* **原始文本**:
>>

A ring is composed of n (even number) circles as shown in diagram. Put natural numbers 1, 2, . . . , n into each circle separately, and the sum of numbers in two adjacent circles should be a prime. Note: the number of first circle should always be 1.

Input

n (0 < n ≤ 16)

Output

The output format is shown as sample below. Each row represents a series of circle numbers in the ring beginning from 1 clockwisely and anticlockwisely. The order of numbers must satisfy the above requirements. You are to write a program that completes above process.

Sample Input

6 8

Sample Output

Case 1: 
1 4 3 2 5 6
1 6 5 2 3 4
Case 2:
1 2 3 8 5 6 7 4
1 2 5 8 3 4 7 6
1 4 7 6 5 8 3 2
1 6 7 4 3 8 5 2

思路

题意:

输入正整数n,把整数1,2,3,……,n组成一个环,使得相邻两个整数之和均为素数。输出时序列头为1开始的序列,同一个环应恰好输出一次

题解:

#include<bits/stdc++.h>
using namespace std;
const int maxn = 40;
bool is_prime[maxn],vis[maxn];
int n,a[maxn];

void dfs(int cur)
{
	if (cur == n && is_prime[a[0] + a[n-1]])  //递归边界,因为是环,所以还要测试第一个和最后一个 
	{
		printf("%d",a[0]);
		for (int i = 1;i < n;i++)	printf(" %d",a[i]);
		printf("\n"); 
	}
	else
	{
		for (int i = 2;i <= n;i++)    //尝试放置每个数i 
		{
			if (!vis[i] && is_prime[i + a[cur-1]])  //如果i没有用过,并且与前一个数之和为素数 
			{
				a[cur] = i;
				vis[i] = true;                     //设置使用标志 
				dfs(cur+1);
				vis[i] = false;                    //清楚标志 
			}
		}
	}
}

int main()

<<

* **任务要求**:
(1) 对照素数环题目原文，判断下列说法是否相符，每项答“是”或“否”，并原样引用原文中起决定作用的文字：(a) 圆圈的个数 n 是偶数；(b) 第一个圆圈里的数可以任意选定；(c) 代码中的 dfs 函数从 2 开始逐个尝试放置数字。
(2) 把素数环题目原文中从“The output format”到“completes above process.”的这一段一字不改地抄写下来。
这些记录用不到。

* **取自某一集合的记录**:

>>

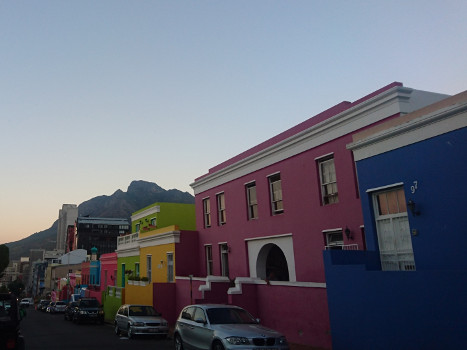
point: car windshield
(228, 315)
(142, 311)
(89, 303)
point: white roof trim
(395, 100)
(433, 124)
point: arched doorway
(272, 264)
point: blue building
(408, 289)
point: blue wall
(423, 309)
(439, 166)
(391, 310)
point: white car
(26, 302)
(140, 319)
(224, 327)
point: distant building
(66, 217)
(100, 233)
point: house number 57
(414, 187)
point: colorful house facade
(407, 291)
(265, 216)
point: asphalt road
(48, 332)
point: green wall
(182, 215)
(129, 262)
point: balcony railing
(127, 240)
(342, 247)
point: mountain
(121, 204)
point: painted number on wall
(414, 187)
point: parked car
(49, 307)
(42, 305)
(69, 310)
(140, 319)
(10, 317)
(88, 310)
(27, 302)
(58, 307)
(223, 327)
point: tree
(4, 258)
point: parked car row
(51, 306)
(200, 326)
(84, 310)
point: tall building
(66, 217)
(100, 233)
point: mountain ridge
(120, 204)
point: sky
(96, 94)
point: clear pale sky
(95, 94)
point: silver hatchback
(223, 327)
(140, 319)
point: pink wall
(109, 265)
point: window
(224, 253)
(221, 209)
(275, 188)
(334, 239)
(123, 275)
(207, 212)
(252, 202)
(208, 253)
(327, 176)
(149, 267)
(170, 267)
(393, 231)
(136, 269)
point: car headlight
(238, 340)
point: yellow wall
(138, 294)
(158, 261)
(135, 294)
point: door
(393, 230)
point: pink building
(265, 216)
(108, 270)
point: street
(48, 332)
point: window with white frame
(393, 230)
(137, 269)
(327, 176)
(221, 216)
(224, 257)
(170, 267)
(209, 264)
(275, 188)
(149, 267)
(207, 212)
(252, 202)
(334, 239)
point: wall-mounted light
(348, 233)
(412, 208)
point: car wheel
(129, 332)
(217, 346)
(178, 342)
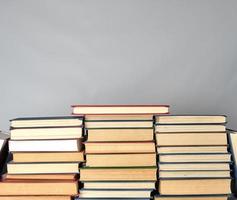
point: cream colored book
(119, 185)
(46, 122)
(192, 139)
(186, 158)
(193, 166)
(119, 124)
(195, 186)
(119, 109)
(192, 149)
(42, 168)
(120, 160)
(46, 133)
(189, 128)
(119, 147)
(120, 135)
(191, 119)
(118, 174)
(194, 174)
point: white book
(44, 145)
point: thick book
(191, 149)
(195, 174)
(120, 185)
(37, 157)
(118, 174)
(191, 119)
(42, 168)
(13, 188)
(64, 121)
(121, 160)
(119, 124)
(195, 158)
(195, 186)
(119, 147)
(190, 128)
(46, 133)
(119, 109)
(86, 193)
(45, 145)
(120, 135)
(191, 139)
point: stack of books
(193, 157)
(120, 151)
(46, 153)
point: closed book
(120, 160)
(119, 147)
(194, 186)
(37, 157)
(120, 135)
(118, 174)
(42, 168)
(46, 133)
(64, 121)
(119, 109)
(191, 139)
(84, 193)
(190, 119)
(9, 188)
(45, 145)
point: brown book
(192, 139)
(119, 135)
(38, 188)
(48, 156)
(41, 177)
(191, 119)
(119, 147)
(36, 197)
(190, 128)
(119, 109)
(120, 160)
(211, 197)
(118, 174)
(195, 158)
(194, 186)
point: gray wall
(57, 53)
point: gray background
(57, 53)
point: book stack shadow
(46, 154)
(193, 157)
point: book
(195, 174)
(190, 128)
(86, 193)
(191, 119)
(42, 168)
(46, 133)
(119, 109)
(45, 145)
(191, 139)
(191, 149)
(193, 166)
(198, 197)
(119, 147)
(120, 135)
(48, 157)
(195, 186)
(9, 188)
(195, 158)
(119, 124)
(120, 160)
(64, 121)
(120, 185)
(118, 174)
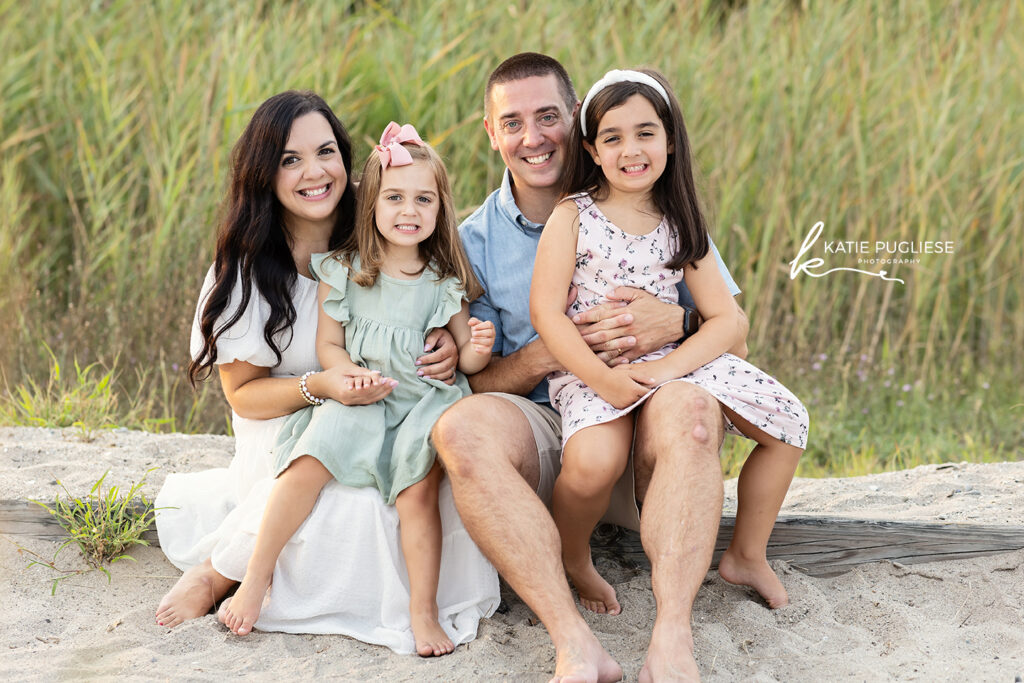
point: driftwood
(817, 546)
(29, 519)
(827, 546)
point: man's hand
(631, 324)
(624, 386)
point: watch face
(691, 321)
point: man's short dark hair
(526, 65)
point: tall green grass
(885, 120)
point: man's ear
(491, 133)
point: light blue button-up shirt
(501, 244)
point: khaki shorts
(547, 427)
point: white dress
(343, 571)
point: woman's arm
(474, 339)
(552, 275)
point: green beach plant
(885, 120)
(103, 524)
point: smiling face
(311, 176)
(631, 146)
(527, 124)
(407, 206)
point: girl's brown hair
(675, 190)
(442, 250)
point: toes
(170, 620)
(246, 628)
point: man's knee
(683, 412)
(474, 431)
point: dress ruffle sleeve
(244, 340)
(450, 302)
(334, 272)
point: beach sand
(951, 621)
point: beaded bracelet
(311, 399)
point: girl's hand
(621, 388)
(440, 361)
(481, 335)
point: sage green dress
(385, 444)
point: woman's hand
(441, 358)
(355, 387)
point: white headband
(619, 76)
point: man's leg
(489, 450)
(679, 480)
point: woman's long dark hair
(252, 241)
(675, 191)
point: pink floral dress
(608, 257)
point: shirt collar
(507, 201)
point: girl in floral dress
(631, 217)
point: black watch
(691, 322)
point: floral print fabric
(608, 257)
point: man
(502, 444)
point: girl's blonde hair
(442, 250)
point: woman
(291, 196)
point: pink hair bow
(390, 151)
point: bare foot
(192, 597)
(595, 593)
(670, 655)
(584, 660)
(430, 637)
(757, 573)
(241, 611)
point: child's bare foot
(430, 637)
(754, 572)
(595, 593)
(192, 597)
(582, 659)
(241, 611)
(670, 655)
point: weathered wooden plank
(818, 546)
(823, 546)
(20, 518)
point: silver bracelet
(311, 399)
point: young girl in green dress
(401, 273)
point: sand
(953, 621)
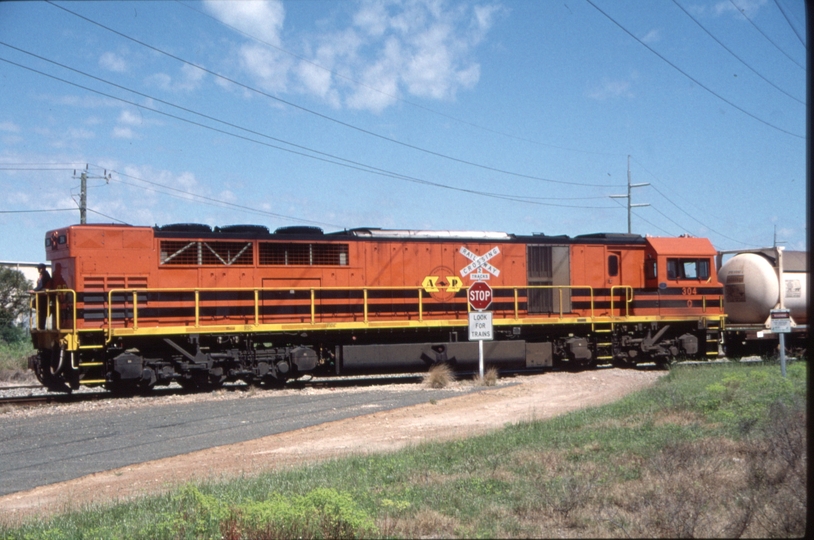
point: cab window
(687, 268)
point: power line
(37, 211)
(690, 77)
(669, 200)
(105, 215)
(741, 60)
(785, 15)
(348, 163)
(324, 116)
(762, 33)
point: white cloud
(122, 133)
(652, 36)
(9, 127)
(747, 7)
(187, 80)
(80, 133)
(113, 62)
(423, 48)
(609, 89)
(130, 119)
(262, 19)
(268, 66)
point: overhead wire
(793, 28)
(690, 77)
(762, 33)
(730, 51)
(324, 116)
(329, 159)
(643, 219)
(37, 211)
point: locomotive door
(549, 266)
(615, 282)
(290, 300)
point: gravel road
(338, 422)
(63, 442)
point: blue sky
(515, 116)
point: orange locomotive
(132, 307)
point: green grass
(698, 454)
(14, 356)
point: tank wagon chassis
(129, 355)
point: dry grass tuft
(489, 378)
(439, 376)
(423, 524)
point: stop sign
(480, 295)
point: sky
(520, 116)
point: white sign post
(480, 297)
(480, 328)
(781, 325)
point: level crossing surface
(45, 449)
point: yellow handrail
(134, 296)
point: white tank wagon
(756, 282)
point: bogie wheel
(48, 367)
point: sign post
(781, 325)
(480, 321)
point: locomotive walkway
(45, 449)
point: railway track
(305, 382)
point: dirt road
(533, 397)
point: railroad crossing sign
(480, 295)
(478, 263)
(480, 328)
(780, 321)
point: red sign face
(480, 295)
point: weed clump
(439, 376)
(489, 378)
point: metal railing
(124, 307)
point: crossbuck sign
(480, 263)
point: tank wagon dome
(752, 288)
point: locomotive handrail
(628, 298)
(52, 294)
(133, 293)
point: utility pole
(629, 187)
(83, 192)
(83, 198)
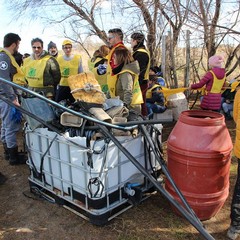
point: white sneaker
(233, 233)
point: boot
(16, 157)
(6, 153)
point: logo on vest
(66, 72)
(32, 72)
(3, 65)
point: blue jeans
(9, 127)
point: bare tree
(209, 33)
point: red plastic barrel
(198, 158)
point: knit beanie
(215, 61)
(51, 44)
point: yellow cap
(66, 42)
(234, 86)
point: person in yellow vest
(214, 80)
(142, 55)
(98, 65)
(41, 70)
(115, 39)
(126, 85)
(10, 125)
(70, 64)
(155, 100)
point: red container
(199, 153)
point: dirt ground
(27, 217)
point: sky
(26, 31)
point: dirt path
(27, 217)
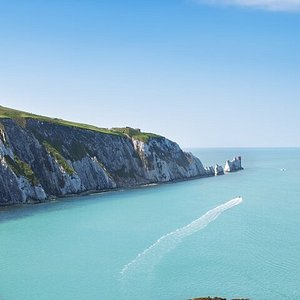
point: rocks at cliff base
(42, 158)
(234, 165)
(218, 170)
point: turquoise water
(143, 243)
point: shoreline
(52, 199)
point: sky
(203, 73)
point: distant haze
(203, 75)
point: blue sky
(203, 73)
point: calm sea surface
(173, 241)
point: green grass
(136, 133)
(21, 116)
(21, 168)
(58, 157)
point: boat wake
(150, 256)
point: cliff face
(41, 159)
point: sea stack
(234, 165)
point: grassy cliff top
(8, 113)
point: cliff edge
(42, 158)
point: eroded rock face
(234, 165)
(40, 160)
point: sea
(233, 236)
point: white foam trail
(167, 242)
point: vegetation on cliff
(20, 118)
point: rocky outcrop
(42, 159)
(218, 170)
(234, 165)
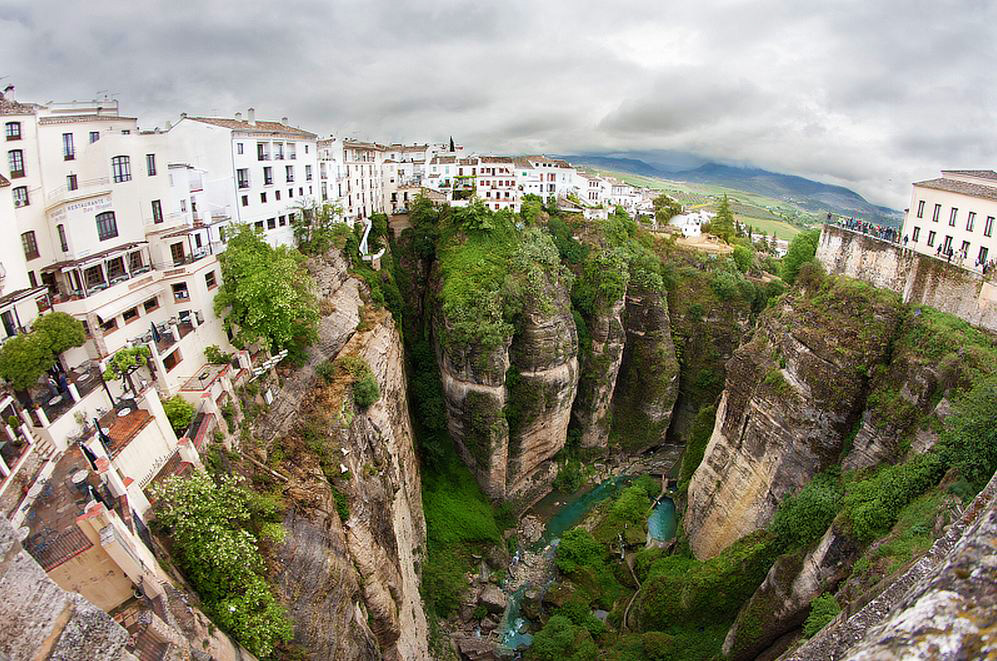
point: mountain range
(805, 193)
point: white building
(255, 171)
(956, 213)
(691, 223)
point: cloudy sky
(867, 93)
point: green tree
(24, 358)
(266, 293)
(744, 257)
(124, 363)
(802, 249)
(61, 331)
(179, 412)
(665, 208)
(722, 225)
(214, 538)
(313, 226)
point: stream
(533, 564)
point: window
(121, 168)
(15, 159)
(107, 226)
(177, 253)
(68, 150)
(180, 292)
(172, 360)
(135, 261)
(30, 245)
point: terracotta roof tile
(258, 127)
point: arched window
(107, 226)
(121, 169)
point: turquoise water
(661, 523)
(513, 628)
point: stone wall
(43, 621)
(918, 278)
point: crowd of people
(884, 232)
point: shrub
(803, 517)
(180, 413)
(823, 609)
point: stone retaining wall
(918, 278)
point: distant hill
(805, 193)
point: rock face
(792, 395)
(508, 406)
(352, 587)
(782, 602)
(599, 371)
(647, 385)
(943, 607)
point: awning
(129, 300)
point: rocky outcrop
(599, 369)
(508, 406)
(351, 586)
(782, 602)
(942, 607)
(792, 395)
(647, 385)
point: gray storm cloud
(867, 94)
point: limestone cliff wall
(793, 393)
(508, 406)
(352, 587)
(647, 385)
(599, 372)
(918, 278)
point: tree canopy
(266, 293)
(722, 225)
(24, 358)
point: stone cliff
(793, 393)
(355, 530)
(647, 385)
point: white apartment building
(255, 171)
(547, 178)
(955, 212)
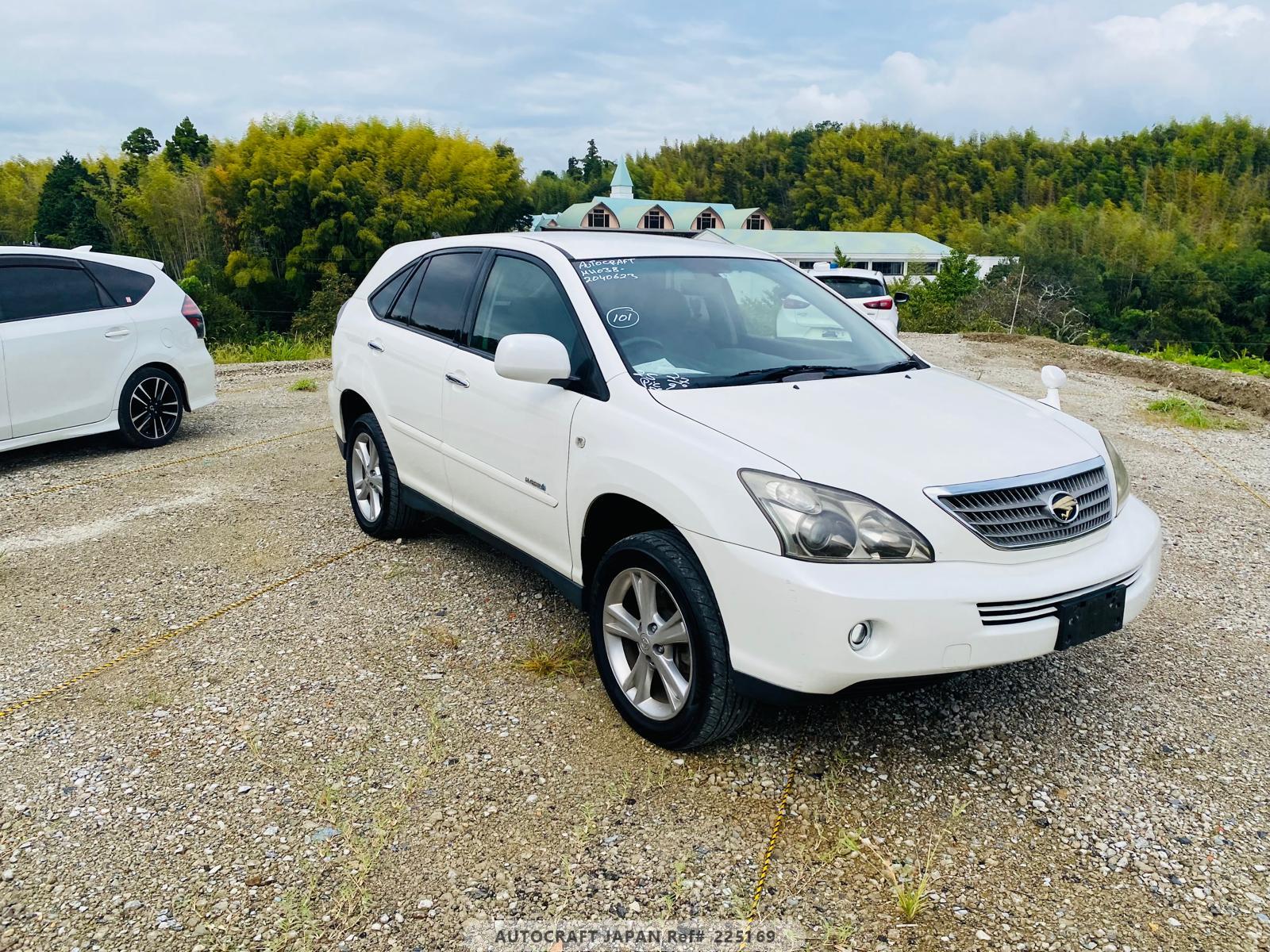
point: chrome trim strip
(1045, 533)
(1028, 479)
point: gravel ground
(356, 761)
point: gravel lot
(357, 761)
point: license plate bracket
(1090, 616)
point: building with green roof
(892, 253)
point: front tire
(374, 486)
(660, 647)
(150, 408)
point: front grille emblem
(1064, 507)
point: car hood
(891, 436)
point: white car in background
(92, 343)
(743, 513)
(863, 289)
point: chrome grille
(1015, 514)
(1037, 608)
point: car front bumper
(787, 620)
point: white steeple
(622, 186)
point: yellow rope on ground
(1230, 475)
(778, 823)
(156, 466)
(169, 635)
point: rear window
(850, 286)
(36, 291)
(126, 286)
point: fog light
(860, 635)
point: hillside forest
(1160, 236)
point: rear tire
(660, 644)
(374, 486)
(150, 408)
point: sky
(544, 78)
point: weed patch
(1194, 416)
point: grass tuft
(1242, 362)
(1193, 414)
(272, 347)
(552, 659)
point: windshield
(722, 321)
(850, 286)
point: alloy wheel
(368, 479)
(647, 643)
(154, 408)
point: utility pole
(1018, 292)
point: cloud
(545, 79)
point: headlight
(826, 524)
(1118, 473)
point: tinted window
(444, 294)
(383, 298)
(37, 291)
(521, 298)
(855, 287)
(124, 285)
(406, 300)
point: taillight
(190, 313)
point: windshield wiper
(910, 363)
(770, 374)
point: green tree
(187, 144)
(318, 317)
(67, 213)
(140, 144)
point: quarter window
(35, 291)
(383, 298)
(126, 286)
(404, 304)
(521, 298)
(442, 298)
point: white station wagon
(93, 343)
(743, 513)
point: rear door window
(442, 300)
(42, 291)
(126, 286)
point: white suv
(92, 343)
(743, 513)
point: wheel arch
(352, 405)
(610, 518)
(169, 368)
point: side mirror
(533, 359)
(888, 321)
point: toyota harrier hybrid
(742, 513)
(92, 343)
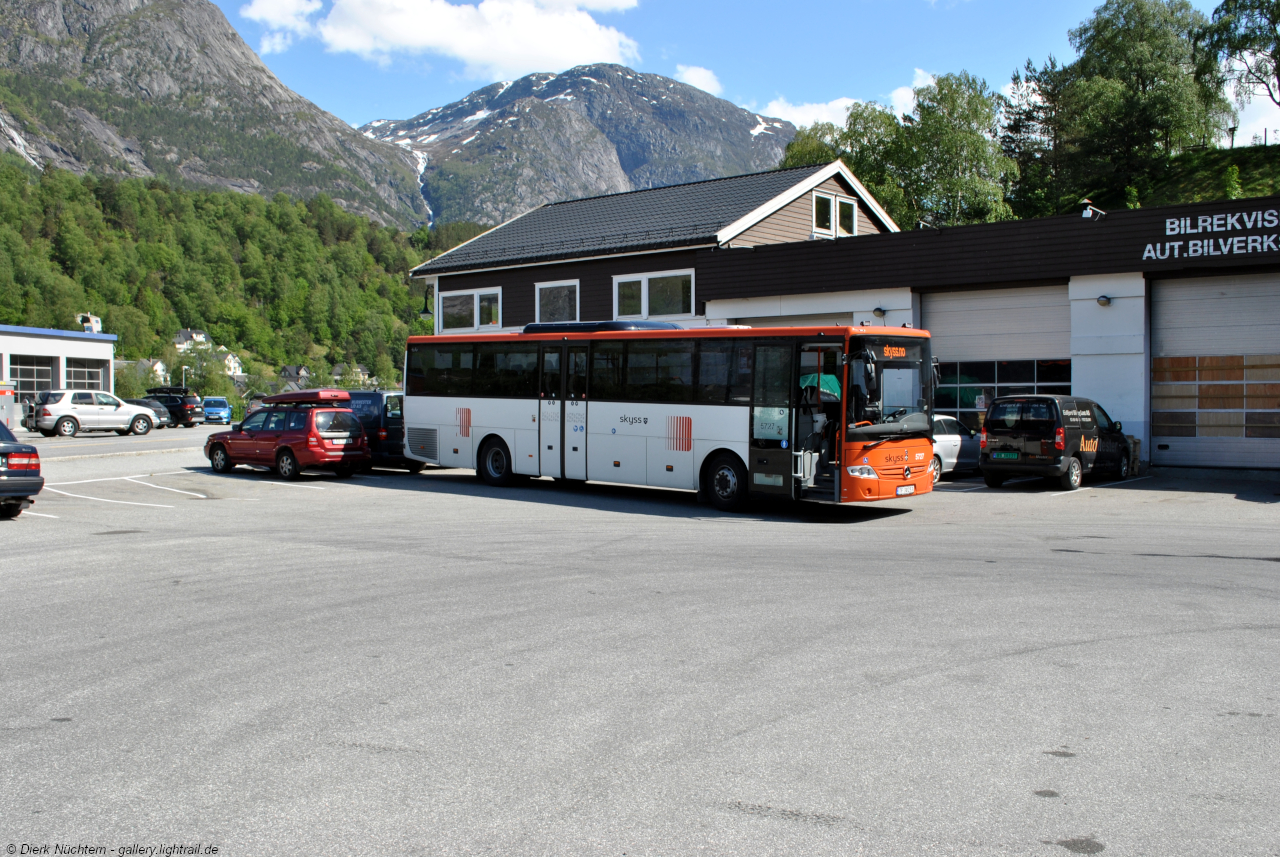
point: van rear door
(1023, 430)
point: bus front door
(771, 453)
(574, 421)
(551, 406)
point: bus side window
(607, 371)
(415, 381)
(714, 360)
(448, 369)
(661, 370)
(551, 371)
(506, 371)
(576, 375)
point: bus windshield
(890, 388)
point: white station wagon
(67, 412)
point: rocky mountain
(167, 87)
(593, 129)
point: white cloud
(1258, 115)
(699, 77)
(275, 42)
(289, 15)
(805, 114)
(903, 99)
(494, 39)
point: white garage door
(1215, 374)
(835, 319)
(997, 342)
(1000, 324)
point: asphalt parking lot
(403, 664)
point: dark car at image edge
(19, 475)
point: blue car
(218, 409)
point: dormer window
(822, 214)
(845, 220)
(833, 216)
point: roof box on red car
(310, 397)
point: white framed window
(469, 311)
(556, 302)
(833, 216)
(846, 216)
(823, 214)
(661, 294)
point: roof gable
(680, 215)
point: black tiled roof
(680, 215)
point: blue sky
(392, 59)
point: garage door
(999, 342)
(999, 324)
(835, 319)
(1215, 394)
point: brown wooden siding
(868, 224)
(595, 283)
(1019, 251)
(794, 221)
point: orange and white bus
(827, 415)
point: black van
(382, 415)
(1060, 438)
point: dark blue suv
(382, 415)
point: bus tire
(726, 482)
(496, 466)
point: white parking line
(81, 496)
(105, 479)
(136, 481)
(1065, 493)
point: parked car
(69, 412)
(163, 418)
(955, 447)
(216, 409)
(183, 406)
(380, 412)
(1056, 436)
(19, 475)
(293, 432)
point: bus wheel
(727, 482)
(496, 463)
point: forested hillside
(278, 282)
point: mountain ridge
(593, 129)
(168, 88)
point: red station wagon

<<

* **各题解答**:
(1)
(a) 是：“n (even number)”
(b) 否：“the number of first circle should always be 1”
(c) 是：“for (int i = 2;i <= n;i++)”

(2)
The output format is shown as sample below. Each row represents a series of circle numbers in the ring beginning from 1 clockwisely and anticlockwisely. The order of numbers must satisfy the above requirements. You are to write a program that completes above process.